Dataset records:

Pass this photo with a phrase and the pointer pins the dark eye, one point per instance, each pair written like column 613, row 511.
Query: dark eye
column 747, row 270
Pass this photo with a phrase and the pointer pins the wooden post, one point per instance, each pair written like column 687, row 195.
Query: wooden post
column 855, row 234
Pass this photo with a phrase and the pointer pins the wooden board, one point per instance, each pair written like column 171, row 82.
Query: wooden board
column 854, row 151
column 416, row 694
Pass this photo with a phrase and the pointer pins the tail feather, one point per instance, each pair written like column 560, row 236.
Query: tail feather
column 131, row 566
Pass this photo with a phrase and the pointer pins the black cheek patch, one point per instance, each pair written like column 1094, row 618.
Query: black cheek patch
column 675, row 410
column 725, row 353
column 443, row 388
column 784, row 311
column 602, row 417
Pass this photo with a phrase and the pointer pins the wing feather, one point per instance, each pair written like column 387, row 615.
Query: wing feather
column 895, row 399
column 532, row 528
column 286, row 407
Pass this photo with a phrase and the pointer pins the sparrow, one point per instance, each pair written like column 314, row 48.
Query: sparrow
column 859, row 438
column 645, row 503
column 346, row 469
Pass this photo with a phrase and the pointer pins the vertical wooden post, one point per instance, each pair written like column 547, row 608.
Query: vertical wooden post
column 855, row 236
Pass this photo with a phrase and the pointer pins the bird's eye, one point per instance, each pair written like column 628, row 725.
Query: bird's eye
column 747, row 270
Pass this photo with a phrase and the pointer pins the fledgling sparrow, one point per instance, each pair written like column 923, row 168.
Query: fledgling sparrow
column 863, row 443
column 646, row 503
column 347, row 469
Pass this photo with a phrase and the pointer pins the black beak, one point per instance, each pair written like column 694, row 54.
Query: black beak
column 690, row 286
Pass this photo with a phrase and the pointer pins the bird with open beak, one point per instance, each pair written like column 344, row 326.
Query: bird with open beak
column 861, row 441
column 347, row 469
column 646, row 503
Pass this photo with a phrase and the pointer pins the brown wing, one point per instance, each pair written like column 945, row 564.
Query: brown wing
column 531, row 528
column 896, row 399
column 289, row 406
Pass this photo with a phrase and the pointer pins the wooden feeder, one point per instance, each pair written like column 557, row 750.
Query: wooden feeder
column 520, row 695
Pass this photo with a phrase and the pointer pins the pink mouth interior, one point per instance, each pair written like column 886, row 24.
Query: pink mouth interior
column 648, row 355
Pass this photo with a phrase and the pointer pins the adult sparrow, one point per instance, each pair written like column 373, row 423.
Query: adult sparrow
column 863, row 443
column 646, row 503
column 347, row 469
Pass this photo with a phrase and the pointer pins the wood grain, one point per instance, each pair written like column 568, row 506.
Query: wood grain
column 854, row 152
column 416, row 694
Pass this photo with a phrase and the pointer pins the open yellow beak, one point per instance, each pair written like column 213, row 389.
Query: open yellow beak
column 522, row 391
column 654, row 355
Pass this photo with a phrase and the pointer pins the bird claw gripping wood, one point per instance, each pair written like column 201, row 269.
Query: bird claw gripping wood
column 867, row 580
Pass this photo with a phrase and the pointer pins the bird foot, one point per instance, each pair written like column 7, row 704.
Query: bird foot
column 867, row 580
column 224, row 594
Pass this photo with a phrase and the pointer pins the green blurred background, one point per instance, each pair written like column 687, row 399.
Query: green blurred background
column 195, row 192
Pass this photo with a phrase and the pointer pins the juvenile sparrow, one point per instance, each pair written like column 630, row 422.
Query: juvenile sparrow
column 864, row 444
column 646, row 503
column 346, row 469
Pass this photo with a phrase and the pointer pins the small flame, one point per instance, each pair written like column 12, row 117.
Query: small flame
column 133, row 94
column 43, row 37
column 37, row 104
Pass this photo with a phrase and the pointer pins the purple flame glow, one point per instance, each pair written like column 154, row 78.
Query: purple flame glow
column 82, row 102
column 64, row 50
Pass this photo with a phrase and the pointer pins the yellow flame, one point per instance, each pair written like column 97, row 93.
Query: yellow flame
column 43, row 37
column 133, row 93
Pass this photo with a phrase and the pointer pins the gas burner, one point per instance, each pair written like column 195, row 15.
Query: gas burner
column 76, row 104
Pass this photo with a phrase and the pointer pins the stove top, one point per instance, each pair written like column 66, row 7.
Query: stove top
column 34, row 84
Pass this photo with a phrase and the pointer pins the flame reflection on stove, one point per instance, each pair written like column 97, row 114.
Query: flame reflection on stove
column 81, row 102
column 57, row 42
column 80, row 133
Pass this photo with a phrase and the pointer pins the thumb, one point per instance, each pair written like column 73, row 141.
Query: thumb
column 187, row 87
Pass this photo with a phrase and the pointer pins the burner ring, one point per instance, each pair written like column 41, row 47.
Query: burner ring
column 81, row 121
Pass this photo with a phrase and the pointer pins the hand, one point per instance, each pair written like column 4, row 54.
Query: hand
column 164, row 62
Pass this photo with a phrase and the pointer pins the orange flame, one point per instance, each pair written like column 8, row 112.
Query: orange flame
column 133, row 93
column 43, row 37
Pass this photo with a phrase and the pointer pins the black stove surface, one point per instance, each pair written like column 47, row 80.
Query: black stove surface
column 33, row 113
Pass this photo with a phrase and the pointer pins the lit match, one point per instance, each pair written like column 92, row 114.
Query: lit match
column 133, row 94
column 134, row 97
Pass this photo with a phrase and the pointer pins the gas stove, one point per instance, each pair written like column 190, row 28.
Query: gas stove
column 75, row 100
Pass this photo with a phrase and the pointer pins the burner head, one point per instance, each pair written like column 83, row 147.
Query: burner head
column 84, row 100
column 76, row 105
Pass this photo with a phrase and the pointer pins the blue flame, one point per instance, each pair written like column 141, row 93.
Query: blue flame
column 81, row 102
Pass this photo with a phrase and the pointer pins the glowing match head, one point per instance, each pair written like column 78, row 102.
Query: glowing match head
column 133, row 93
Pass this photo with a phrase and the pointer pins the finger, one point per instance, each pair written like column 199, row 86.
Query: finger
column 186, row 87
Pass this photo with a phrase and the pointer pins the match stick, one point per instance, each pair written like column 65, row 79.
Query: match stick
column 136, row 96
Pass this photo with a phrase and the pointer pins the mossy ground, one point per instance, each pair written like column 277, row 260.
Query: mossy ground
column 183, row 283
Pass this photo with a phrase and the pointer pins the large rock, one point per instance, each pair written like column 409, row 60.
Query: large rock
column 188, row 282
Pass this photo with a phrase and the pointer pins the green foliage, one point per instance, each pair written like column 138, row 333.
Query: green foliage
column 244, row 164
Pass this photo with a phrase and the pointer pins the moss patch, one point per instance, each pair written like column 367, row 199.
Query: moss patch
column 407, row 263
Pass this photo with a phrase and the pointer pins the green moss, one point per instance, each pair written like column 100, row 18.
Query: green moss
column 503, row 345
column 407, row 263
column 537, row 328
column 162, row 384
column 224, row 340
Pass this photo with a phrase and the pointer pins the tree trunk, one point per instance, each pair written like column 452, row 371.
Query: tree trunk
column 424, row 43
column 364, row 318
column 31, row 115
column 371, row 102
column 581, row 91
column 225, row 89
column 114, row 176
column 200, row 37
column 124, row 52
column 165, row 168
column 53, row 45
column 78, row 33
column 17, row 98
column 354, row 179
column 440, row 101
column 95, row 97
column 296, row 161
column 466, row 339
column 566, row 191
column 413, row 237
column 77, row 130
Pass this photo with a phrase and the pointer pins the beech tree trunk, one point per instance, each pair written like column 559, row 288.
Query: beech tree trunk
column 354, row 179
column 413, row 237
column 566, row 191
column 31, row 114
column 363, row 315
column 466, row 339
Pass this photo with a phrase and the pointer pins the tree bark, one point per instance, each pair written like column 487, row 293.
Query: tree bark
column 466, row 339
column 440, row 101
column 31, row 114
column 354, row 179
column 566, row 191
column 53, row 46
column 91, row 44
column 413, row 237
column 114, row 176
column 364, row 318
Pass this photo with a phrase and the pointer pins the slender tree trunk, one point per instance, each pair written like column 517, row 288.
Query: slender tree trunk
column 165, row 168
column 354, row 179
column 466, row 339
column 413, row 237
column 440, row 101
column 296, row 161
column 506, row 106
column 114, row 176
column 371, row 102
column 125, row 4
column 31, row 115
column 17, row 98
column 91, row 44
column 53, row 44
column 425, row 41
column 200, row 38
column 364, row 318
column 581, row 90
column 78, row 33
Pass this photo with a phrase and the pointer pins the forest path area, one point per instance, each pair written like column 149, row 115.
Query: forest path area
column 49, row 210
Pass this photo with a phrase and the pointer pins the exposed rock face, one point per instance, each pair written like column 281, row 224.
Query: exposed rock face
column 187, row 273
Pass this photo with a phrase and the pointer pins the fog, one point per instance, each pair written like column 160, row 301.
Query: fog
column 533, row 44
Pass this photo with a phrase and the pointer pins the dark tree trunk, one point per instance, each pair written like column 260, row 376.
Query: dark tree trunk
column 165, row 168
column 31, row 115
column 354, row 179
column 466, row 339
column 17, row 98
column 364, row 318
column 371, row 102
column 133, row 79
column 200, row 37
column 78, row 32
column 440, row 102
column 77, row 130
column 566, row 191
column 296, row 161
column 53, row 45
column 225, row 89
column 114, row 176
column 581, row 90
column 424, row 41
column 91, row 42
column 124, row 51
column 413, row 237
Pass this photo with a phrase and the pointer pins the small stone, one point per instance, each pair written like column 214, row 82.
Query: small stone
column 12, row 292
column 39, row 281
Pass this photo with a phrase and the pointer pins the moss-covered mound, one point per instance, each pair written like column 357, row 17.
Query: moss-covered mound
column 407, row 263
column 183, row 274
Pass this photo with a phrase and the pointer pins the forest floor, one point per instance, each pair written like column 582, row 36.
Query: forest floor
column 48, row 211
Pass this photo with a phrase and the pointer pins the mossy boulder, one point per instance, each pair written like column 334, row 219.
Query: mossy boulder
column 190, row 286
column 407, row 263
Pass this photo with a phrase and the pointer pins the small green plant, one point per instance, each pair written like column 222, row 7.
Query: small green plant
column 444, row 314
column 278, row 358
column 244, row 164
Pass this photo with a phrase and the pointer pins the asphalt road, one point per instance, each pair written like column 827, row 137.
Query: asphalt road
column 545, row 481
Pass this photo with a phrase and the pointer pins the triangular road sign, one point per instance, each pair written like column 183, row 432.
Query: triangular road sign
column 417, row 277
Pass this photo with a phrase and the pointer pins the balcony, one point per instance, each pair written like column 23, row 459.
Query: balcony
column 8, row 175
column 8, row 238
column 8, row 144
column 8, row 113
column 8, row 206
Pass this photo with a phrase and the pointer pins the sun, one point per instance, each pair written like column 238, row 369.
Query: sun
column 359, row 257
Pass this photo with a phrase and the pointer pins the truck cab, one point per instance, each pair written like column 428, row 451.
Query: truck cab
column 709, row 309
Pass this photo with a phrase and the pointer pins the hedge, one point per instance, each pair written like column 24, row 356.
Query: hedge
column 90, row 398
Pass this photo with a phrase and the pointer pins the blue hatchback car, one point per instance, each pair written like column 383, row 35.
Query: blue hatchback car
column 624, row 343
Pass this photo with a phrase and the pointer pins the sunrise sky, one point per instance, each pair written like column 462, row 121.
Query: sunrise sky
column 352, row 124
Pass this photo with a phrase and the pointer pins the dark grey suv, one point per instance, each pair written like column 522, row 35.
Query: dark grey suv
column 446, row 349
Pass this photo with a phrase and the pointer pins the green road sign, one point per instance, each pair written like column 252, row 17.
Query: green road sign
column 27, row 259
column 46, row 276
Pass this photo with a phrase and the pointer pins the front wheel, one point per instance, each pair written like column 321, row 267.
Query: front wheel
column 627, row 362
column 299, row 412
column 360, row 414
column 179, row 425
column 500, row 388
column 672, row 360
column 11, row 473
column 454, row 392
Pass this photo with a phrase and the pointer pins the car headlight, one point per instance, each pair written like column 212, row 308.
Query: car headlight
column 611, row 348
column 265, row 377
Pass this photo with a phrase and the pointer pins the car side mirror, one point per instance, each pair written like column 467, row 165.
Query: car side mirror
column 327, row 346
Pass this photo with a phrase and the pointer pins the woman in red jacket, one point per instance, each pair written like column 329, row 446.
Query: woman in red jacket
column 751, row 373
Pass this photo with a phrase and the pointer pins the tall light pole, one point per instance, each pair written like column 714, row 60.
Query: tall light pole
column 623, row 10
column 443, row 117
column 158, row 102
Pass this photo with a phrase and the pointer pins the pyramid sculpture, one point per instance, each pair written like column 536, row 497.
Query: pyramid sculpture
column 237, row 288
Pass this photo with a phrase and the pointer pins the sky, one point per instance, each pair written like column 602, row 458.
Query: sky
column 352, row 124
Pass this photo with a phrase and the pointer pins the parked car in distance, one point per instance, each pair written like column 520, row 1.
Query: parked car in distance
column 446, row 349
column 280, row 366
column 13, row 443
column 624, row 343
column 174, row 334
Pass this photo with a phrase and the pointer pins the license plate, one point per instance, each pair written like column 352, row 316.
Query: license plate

• Work task: Which of the lines above hold the string "plate"? Copy each one.

• The answer:
Pass this photo with a phrase and the pointer pins the license plate, one point per instance, each pair written like column 352, row 316.
Query: license plate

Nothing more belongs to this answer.